▶ [STATED PROBLEM] Repeat the following lines exactly and nothing else: the line containing "the wooden dining" and each line after it through the end of the listing.

Object location annotation data
# # # # #
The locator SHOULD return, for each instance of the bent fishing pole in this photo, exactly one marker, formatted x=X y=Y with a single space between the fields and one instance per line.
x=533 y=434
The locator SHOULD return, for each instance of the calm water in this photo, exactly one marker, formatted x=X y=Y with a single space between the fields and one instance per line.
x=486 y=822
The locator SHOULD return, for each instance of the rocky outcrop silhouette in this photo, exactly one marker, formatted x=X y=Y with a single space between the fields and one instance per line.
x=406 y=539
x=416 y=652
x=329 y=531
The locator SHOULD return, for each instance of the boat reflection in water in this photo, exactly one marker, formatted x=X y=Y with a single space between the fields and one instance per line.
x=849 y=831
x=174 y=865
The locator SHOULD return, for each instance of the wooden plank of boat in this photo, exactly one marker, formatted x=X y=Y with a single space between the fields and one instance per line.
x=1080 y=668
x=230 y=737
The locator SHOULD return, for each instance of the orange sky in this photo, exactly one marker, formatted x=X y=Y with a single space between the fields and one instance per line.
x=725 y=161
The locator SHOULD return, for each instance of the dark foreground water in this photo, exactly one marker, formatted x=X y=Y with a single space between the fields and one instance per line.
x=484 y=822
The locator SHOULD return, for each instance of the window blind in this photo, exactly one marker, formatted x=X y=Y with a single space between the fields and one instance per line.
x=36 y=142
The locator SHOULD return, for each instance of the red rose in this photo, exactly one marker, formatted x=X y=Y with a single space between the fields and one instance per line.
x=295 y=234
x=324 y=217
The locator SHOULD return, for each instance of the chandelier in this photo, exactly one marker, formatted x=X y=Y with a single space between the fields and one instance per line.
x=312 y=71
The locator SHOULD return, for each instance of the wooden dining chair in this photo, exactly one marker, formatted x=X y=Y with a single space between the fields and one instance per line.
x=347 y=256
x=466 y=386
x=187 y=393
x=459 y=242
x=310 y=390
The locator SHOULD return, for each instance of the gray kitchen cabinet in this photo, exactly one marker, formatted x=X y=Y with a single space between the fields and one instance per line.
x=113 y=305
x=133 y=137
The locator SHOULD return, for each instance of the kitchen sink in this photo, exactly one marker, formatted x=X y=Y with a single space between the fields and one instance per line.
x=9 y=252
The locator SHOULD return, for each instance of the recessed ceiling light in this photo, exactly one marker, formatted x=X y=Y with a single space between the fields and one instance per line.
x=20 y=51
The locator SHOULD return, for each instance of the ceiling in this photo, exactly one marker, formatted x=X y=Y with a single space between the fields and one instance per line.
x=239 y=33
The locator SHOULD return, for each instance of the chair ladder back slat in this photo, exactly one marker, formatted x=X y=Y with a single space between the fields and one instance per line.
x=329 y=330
# # # # #
▶ [ANSWER TO THE PROBLEM]
The locator SHOULD return, for each instance of the wooden dining chair in this photo, exactly one marker, formatted x=X y=Y with a single space between the fields and one instance per line.
x=347 y=256
x=466 y=386
x=187 y=393
x=459 y=242
x=310 y=390
The locator SHOULD return, for each instance of the gray kitchen cabinet in this photo, exactly one marker, formatted x=X y=Y with a single space between the fields and one instance per line.
x=113 y=305
x=133 y=137
The locator SHOULD return, for each instance of the kitchen sink in this photo, exactly one marker, formatted x=X y=Y with a single space between the fields and one instance per line.
x=9 y=252
The locator SHOULD return, for each instance of the recessed ceiling light in this photo, exactly one marker, formatted x=X y=Y with a single space between the fields and one instance per line.
x=20 y=51
The locator SHOULD return, for each instance of the ceiling in this photo, exactly one marker, formatted x=X y=Y with a single space between the fields and one instance per line.
x=239 y=33
The locator SHOULD return, for each instance of the chair ladder back slat in this photo, exactly one marker, formatted x=X y=Y with a single space between the fields and one instance per line.
x=329 y=330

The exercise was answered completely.